* **What to produce**
Where the line containing "Locate every lake" appears in the records below, begin there and output each line verbatim through the last line.
===
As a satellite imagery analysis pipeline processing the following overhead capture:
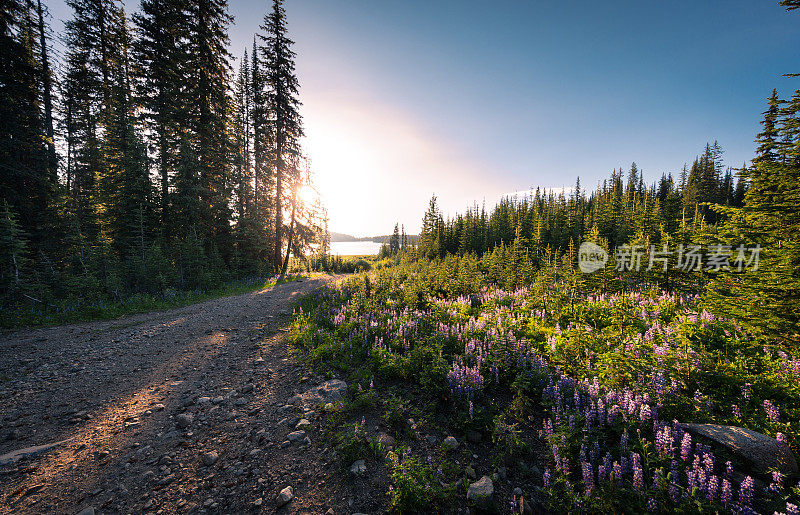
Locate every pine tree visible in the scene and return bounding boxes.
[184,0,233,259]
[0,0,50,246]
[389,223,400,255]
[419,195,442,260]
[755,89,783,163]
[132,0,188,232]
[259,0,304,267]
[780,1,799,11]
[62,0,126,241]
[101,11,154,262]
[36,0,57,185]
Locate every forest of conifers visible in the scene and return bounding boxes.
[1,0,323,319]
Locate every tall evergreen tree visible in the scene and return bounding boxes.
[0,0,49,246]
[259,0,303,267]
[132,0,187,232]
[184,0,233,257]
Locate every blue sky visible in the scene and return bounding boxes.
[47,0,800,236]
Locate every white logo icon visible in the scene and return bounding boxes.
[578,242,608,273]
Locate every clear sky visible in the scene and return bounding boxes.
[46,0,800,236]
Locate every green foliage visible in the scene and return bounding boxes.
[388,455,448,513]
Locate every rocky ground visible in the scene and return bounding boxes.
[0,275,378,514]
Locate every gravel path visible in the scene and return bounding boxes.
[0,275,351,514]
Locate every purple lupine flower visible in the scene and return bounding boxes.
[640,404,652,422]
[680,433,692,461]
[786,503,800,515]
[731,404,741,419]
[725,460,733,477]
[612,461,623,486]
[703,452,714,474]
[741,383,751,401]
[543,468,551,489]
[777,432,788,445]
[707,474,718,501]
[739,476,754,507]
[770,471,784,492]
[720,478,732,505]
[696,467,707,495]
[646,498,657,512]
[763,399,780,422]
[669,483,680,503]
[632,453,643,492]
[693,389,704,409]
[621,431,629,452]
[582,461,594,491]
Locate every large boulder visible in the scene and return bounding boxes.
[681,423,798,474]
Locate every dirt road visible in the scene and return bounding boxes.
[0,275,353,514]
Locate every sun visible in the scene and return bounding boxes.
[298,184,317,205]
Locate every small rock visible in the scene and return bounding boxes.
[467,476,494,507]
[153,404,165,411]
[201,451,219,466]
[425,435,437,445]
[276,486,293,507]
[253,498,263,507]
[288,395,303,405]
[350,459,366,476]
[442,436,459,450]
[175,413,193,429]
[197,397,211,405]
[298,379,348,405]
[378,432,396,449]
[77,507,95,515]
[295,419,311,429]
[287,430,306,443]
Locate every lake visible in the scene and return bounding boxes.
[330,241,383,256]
===
* **Expected answer**
Locate every lake visible in the scene and return bounding boxes.
[330,241,383,256]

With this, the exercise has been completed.